■ **Exercise description**: In the entries below, find each line bearing the string "building" and copy it.

■ **Input records**:

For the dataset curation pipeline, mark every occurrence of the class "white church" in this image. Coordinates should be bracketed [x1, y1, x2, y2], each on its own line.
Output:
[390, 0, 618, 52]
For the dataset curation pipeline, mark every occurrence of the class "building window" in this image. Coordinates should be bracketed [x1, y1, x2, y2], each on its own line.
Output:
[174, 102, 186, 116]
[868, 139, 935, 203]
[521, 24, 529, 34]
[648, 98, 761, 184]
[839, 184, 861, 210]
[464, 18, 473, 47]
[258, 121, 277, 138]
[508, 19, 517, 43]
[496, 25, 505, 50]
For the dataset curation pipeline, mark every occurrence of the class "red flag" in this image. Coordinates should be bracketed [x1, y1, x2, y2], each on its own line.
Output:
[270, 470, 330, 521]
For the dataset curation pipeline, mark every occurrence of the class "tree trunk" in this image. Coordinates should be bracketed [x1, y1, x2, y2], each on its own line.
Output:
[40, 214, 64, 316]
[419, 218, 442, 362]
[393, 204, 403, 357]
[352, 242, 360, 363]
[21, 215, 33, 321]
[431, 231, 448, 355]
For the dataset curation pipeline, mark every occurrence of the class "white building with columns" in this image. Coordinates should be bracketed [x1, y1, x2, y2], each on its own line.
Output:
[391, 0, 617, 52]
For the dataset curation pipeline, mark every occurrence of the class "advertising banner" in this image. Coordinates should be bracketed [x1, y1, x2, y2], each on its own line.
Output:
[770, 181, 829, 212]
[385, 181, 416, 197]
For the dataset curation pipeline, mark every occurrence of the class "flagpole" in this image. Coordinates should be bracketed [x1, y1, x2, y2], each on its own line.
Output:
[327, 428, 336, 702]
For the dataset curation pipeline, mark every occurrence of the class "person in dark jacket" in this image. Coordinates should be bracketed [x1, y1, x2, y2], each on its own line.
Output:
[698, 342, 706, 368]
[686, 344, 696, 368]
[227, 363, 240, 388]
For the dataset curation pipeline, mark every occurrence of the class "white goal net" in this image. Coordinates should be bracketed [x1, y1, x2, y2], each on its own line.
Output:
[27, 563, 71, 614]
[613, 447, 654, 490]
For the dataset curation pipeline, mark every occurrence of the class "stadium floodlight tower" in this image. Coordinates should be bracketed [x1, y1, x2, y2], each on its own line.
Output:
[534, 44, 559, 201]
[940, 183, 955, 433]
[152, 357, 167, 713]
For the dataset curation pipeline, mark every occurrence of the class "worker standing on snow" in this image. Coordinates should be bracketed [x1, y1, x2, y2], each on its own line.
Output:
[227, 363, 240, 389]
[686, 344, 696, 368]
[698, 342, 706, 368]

■ **Output for this exercise**:
For the dataset curation pipeline, mark every occurrence of the class "building window" in this image. Coordinates should be bracketed [x1, y1, x2, y2], each on its own line.
For the dataset curation pipeline, mark every occurrence of the class "white building with columns" in this image. Coordinates should be bracketed [x1, y1, x2, y2], each on its own line.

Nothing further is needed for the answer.